# Brondocument
(foto 0999) Tekening van de opstelplaats van de katapult. We zien op deze tekening dat de lanceercabine zich tegenover de rollenbaan bevond.
(foto 0999a) Op deze foto zien we bij C de rollen welke naar rechts draaien en bij D de rollen welke naar links draaien. De geleide-shocks (B) met vrij draaiende rollen staan omhoog. Hier rijdt het vliegtuig in eerste instantie tegen aan. De ‘safety-shocks’ (A) zijn nog verzonken in het vliegdek.

# Geselecteerd materiaal
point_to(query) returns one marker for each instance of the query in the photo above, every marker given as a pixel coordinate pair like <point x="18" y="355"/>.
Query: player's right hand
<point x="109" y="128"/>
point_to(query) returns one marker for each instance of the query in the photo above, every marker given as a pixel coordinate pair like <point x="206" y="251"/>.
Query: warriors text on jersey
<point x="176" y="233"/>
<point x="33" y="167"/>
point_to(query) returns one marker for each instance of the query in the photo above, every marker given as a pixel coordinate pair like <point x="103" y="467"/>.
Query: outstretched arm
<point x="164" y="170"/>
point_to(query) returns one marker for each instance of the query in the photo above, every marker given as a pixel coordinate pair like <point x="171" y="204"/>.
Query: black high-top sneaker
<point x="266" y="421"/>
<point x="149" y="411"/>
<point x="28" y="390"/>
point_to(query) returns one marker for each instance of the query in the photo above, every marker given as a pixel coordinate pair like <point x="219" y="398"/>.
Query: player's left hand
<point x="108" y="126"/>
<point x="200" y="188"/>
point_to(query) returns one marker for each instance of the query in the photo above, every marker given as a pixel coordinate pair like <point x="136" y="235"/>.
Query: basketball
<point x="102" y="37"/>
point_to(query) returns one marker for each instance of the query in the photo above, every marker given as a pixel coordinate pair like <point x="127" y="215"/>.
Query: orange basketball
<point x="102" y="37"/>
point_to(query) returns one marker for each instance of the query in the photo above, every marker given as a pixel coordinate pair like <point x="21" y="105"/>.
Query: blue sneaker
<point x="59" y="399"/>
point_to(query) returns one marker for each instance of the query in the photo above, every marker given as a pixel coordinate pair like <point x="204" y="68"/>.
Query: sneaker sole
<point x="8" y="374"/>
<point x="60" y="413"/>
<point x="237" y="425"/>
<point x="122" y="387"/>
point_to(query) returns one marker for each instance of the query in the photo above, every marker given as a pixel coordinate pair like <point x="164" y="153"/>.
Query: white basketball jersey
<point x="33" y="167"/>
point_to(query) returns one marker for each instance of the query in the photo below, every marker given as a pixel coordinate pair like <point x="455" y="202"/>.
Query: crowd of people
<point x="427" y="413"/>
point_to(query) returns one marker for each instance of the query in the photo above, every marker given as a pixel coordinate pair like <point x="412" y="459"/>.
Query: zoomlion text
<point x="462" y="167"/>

# Opdrachtdoel
Beantwoord deze vragen over de tekst over de katapult:
1. Waar bevond de lanceercabine zich?
2. Naar welke kant draaien de rollen bij D?
3. Waar bevinden de 'safety-shocks' (A) zich nog?

# Resultaat hieronder
1. Tegenover de rollenbaan.
2. Naar links.
3. Verzonken in het vliegdek.